▶ _Material_
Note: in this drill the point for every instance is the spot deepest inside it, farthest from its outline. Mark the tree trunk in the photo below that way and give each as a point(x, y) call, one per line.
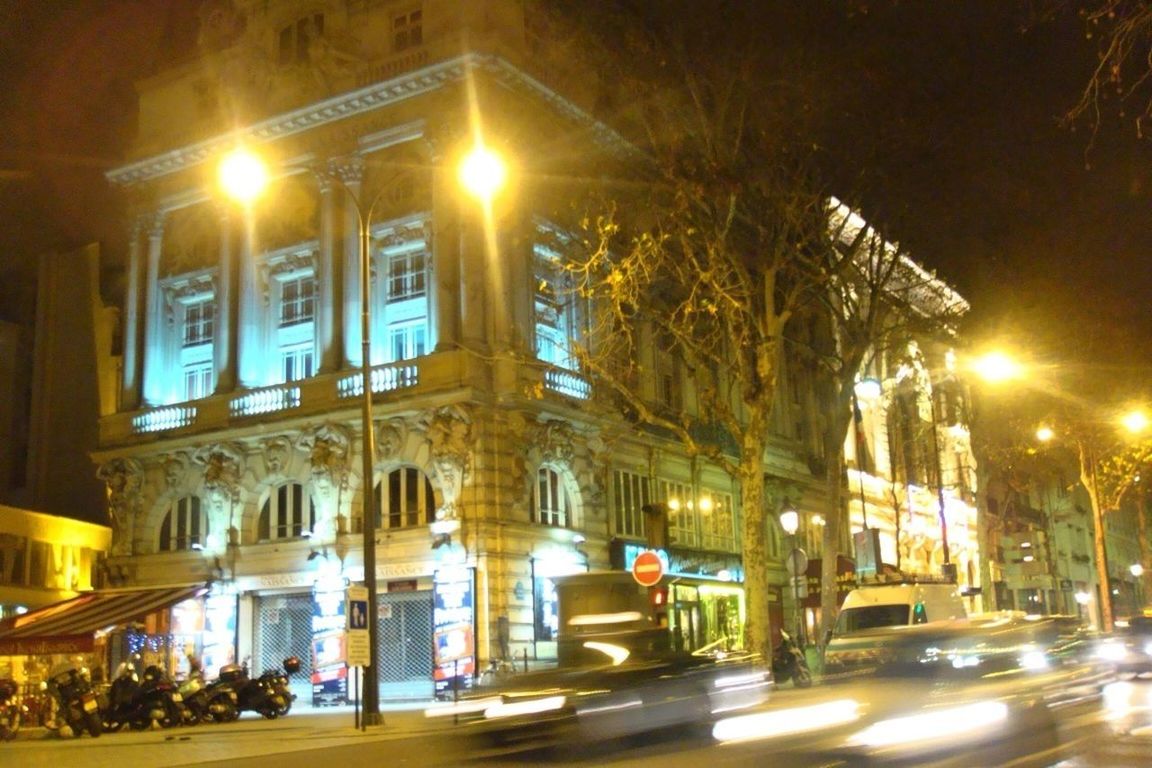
point(834, 522)
point(757, 590)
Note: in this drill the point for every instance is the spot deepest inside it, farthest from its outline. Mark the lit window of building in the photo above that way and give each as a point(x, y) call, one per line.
point(408, 30)
point(551, 501)
point(287, 514)
point(184, 525)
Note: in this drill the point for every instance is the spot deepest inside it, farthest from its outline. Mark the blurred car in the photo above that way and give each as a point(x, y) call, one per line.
point(615, 690)
point(1129, 648)
point(948, 693)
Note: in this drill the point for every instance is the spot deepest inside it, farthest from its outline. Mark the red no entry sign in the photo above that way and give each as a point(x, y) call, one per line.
point(648, 568)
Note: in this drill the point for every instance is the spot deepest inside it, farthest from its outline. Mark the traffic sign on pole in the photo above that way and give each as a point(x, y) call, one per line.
point(360, 647)
point(648, 569)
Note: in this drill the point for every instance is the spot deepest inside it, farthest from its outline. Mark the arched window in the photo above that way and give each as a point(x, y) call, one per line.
point(404, 499)
point(287, 514)
point(551, 504)
point(184, 526)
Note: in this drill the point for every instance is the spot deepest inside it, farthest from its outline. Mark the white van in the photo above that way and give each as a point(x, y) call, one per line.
point(872, 613)
point(899, 605)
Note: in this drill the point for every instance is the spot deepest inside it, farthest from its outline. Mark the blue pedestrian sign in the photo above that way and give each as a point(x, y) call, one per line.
point(357, 614)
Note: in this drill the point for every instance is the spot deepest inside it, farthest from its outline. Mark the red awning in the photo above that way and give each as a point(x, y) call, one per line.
point(69, 626)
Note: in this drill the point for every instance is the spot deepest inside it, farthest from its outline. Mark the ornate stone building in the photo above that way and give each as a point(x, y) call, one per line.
point(234, 453)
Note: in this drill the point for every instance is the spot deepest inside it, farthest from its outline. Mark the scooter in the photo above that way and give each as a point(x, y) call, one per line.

▶ _Goal_
Arrange every line of the rows above as a Markdown table with two columns, No. and Line, numbering the lines and omitting blank ones. Leave the pictures out of your answer.

▶ _Worked answer_
| No. | Line |
|---|---|
| 1 | Note: in this drill the point for every instance is the spot deepest inside it, farthest from its outline. Mark the tree trunk in the photo below that way and give each as a point(x, y) call, one per line. |
| 2 | point(834, 522) |
| 3 | point(757, 590) |
| 4 | Note: in this drill the point for every instance is the spot deepest inside it, farthest from its outline. Mark the lit window of building in the photo above that way and give each as a point(x, y) call, one per line. |
| 5 | point(408, 30) |
| 6 | point(551, 501) |
| 7 | point(287, 514) |
| 8 | point(184, 525) |
| 9 | Note: in this drill the point for every instance is the spot deepest inside it, farthest from its outline. Mark the blurred car in the photo above that way and give each as a point(x, y) call, one per line. |
| 10 | point(615, 690) |
| 11 | point(1129, 648) |
| 12 | point(948, 693) |
| 13 | Note: in this drill the point for every instance is the spot deepest inside it, farthest from its outline. Mark the red no entry sign in the photo above that way and give each as a point(x, y) call, one per line. |
| 14 | point(648, 568) |
| 15 | Note: in this drill the point for every instance is the spot deepest inside it, farthest from its outline. Mark the traffic sign on pole in the photo above that way and give each as a point(x, y) call, one per line. |
| 16 | point(360, 647) |
| 17 | point(648, 569) |
| 18 | Note: in this drill the point for every instance is the spot deepest inside it, farthest from its outline. Mark the arched window in the photo above that way and give each as a point(x, y) call, one per line. |
| 19 | point(404, 499) |
| 20 | point(287, 514) |
| 21 | point(551, 504) |
| 22 | point(184, 526) |
| 23 | Note: in this drill the point for every instance is the spot deepest inside it, farthest from its outline. Mark the white van in the photo above that way and give each as a point(x, y) call, one per line. |
| 24 | point(872, 613) |
| 25 | point(899, 605) |
| 26 | Note: in this drill the point for every instance is the spot deepest inside it, farthest from its outline. Mark the blue pedestrian sign in the photo above that way and give each as a point(x, y) call, one per line. |
| 27 | point(357, 614) |
| 28 | Note: in this drill the point for every instance is the spot deepest inside it, farthest from its outline. Mark the red awning in the photo above that way and give each as a point(x, y) call, one per line. |
| 29 | point(69, 626) |
| 30 | Note: in this drill the point for every instance is the spot deepest inside it, farthest from its outline. Mark the ornate stone building in the photo above that way and give each as a point(x, y) call, one per line. |
| 31 | point(234, 453) |
| 32 | Note: in this drill the point for every instance is the spot deepest inside it, farthest from its outline. Mark the scooter in the photo above that way and give each as a point(x, y) call, one per line. |